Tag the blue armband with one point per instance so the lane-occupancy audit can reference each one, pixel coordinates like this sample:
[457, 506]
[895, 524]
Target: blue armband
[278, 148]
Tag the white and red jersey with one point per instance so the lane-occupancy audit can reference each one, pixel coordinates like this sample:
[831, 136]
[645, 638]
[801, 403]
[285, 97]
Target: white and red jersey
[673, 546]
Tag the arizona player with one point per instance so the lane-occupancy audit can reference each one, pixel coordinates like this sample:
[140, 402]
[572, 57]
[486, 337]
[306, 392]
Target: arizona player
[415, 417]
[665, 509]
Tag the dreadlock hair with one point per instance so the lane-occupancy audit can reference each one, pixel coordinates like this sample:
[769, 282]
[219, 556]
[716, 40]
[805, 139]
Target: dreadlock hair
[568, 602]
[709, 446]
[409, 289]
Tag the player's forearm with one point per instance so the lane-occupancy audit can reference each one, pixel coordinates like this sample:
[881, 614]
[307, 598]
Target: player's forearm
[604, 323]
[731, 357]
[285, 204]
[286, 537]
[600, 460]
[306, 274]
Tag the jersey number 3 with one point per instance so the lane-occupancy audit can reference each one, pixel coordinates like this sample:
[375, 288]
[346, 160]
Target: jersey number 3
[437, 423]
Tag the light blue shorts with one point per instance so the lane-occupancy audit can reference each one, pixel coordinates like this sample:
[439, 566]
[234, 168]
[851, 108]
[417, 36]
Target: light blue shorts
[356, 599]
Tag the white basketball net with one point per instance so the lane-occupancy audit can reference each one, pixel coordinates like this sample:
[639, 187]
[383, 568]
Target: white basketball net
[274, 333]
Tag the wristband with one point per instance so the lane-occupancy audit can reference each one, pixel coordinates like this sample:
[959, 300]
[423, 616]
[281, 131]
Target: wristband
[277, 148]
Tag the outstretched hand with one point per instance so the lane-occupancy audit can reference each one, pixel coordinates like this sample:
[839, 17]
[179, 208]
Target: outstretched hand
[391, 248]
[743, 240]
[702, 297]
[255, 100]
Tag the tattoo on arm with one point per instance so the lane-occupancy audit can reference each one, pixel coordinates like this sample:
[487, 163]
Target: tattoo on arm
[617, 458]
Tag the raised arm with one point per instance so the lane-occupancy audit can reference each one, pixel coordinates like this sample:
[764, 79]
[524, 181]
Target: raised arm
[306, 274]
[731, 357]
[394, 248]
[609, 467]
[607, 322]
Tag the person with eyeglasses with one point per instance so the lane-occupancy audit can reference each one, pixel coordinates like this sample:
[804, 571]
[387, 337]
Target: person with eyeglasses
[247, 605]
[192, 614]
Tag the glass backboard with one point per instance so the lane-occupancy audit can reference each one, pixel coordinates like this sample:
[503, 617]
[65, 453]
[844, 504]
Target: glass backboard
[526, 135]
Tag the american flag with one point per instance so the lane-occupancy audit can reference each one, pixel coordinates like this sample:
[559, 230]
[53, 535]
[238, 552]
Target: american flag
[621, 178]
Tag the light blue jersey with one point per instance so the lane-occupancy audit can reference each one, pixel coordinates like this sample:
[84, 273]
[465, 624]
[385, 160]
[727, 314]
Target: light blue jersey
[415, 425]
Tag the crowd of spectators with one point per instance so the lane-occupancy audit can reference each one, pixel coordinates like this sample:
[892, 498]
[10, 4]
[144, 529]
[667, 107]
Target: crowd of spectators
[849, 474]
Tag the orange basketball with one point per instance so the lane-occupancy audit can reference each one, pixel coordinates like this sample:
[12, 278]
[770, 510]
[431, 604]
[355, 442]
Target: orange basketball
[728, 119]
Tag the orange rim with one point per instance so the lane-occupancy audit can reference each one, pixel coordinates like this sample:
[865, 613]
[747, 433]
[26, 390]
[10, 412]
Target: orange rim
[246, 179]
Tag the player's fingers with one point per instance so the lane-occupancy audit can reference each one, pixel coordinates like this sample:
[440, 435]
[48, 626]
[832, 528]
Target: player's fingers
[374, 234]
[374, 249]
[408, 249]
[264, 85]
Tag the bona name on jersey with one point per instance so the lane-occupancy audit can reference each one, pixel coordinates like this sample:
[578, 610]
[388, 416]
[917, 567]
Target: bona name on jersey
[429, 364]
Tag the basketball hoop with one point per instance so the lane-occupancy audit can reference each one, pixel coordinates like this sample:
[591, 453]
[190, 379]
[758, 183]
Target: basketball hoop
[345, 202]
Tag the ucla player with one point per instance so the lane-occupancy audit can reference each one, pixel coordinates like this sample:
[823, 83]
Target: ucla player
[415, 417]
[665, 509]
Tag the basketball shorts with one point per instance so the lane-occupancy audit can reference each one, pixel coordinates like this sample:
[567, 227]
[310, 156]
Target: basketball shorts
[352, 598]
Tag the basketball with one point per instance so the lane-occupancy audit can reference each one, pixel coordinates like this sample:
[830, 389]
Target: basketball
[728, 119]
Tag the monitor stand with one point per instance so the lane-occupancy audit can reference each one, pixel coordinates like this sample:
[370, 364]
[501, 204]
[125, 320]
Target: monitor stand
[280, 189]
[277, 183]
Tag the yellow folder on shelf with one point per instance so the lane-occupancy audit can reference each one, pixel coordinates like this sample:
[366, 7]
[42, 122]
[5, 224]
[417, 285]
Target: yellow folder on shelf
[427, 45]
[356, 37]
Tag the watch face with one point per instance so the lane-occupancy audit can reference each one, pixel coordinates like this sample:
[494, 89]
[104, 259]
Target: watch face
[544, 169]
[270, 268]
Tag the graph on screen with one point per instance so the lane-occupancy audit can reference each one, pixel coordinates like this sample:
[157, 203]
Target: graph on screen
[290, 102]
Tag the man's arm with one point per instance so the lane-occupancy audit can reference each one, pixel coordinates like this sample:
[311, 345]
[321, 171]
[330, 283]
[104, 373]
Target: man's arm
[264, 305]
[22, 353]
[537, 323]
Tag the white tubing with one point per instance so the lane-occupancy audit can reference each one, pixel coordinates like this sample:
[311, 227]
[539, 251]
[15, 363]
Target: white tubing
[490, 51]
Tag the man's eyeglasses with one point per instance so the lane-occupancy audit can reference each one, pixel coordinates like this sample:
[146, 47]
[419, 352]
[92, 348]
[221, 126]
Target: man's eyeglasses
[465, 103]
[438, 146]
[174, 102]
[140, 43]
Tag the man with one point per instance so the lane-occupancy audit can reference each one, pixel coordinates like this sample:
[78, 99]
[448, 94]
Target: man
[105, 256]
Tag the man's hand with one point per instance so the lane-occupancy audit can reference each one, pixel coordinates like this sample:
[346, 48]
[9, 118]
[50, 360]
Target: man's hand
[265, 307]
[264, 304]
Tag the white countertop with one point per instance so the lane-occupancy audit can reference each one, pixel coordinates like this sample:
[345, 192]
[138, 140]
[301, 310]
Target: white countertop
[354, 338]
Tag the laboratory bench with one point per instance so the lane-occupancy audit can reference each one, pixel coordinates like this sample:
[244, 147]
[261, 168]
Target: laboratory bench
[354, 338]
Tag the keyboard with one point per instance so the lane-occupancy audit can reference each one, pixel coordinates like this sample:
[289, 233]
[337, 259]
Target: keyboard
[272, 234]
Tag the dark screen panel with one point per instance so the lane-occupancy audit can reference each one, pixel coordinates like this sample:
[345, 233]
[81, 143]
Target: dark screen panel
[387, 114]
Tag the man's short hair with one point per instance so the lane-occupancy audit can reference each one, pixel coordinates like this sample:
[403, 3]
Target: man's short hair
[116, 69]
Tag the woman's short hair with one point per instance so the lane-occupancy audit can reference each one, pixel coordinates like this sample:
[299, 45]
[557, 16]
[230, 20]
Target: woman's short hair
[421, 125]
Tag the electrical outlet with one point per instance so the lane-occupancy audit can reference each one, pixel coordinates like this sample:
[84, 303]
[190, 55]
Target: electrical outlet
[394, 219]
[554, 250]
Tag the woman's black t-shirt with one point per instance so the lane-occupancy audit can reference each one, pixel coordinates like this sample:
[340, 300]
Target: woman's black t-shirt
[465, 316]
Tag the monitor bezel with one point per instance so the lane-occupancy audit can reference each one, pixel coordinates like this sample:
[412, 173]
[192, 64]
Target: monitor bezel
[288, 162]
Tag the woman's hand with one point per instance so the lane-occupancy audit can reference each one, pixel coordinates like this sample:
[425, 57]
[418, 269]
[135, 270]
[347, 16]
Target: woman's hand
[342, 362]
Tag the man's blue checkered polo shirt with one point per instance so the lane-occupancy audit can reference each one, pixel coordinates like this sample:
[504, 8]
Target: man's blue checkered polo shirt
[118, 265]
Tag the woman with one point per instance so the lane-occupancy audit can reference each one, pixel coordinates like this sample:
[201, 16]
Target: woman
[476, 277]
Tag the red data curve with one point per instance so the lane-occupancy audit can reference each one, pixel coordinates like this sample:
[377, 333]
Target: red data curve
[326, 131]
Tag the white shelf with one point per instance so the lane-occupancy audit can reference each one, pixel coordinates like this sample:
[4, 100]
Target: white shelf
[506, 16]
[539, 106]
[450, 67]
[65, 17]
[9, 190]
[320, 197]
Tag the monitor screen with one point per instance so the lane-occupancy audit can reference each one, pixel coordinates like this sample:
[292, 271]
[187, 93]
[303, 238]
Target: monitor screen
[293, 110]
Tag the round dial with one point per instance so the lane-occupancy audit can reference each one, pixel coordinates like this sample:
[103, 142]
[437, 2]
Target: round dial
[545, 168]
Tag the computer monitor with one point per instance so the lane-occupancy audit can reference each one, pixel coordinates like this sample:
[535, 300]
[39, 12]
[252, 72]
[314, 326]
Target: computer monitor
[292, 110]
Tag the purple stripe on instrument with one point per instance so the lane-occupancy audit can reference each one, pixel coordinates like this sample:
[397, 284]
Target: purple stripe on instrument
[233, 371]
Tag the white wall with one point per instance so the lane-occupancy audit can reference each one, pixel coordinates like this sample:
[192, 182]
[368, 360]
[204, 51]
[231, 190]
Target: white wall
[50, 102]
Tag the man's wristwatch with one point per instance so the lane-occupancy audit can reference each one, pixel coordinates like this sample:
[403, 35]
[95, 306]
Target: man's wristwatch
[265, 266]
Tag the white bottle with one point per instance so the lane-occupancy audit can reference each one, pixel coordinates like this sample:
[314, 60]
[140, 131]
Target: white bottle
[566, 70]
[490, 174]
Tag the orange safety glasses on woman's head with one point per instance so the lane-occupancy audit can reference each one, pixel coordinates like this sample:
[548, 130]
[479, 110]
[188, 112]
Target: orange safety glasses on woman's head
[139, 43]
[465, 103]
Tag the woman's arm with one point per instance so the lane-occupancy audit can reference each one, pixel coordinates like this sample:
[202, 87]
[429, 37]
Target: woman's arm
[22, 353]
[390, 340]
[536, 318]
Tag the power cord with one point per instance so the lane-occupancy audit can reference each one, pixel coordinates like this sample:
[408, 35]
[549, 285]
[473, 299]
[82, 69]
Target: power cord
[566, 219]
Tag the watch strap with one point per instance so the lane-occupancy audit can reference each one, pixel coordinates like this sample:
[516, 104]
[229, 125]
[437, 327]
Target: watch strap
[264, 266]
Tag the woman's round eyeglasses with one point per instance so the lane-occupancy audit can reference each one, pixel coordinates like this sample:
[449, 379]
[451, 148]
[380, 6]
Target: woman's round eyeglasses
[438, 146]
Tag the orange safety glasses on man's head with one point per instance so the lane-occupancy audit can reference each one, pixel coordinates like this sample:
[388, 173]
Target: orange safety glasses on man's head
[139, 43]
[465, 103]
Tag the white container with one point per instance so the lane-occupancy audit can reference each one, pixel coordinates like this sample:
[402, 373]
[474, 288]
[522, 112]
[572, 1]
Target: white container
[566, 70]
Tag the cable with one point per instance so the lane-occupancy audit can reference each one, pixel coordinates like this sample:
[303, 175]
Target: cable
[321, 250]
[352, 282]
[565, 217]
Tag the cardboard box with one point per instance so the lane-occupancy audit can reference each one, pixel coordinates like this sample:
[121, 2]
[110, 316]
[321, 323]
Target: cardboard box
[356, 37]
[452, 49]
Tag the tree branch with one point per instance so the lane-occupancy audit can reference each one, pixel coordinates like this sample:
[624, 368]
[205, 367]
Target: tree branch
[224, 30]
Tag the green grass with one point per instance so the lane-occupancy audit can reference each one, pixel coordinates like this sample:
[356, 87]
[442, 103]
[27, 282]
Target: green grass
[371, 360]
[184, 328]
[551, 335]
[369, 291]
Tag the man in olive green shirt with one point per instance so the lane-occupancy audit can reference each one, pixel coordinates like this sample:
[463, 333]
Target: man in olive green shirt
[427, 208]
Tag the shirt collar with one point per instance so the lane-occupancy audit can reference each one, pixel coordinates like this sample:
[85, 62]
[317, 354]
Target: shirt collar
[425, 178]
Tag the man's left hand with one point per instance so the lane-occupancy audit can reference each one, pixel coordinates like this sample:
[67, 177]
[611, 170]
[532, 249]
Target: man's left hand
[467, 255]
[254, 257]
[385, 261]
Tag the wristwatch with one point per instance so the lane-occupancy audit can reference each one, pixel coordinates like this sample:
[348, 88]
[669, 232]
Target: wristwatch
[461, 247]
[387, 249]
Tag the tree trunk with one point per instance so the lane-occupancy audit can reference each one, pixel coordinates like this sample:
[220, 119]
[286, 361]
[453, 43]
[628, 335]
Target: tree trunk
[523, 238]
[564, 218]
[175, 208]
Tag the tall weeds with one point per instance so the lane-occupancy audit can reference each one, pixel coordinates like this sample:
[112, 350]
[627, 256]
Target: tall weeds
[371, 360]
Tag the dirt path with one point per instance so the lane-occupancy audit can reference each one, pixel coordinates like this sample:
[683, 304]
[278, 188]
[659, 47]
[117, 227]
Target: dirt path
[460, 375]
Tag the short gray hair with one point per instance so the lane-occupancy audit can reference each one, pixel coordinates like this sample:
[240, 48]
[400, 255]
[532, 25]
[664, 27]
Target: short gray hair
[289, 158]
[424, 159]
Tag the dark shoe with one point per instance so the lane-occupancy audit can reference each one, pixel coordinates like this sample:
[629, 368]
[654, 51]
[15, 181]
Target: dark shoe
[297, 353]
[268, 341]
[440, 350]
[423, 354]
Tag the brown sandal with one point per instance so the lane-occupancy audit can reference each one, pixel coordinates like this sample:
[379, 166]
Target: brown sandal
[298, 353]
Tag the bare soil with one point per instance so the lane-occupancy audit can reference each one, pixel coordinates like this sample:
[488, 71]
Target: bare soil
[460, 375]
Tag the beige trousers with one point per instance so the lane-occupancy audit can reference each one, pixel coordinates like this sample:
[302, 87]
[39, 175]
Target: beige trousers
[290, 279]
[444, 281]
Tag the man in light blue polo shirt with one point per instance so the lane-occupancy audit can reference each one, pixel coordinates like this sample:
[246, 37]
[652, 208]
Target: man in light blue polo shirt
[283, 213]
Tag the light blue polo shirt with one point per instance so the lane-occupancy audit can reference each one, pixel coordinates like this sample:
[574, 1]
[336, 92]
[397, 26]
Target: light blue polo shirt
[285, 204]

**PROBLEM**:
Starting at the line above that holds "Target: basketball hoop" and ending at the line that holds "Tag the monitor stand", transcribe each line exactly and include no other lines.

**SOLUTION FOR THIS PROBLEM**:
Target: basketball hoop
[345, 202]
Tag the ucla player with one point per instance so the lane-occupancy audit can reference each one, pixel coordinates like this sample:
[823, 83]
Target: ucla player
[415, 417]
[665, 509]
Tag the basketball shorts with one point per instance so the lane-occupancy audit can reference each one, pixel coordinates like this sample:
[567, 227]
[310, 156]
Target: basketball shorts
[352, 598]
Tag the basketball with one point per instance so the lane-occupancy audit can reference each one, pixel coordinates like this sample:
[830, 389]
Target: basketball
[728, 119]
Tag the monitor stand with one point per instance so the lane-occupancy audit can reference each one, pixel coordinates like this sample:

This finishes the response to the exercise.